# WHAT IS REQUIRED
Copy the rows from the line containing "Target: mountain ridge" through the end of the rows, substituting "speaker" for "loudspeaker" and leaving everything else unchanged.

# LISTING
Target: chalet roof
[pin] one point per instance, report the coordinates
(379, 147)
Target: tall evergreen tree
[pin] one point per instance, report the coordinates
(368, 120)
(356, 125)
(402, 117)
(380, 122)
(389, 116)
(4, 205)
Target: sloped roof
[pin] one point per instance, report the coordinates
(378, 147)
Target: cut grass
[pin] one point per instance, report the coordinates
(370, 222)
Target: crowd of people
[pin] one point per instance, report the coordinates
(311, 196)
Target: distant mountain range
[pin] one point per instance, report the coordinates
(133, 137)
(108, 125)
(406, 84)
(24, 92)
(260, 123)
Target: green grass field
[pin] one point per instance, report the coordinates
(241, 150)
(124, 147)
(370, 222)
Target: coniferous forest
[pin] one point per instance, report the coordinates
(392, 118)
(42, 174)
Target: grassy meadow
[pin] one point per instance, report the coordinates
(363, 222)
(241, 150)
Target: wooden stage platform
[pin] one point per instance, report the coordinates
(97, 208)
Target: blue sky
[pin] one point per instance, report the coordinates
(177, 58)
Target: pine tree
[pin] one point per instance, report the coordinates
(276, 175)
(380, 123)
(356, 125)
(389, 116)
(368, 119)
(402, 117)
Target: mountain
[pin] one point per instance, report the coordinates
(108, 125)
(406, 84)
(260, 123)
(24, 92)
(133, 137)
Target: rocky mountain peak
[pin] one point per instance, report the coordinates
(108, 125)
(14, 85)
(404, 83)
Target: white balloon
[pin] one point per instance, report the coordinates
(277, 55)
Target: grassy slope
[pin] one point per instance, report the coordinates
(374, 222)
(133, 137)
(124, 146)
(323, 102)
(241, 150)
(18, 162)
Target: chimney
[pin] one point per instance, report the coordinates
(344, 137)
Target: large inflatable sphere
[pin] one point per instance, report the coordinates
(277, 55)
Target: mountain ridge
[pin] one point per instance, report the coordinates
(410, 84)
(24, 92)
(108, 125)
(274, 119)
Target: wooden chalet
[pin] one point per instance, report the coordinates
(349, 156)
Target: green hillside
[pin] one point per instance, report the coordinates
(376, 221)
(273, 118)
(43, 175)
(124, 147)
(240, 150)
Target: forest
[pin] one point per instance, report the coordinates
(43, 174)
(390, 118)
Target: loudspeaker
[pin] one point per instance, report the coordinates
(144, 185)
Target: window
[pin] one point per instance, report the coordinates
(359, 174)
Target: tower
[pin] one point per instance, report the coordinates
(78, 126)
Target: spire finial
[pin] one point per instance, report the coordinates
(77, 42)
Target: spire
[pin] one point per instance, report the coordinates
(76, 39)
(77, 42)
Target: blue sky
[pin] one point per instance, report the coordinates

# FINISHED ANSWER
Target: mountain ridge
[pin] one point per instance, report the coordinates
(410, 84)
(24, 92)
(108, 125)
(274, 119)
Target: wooden chalet
[pin] one point per instance, report the coordinates
(349, 156)
Target: green hillside
[pin] one point per instance, report the coordinates
(376, 221)
(273, 118)
(43, 175)
(124, 147)
(240, 150)
Target: forest
[pin] one point per instance, report the coordinates
(43, 174)
(390, 118)
Target: speaker
[pin] one point per instance, report the coordinates
(144, 185)
Target: window
[pin] one point per instance, report the coordinates
(359, 174)
Target: tower
[pin] one point per instance, report the coordinates
(78, 126)
Target: spire finial
[pin] one point per instance, report the coordinates
(77, 42)
Target: spire
[pin] one point per instance, report the coordinates
(76, 39)
(77, 42)
Target: blue sky
[pin] one point per instance, report the coordinates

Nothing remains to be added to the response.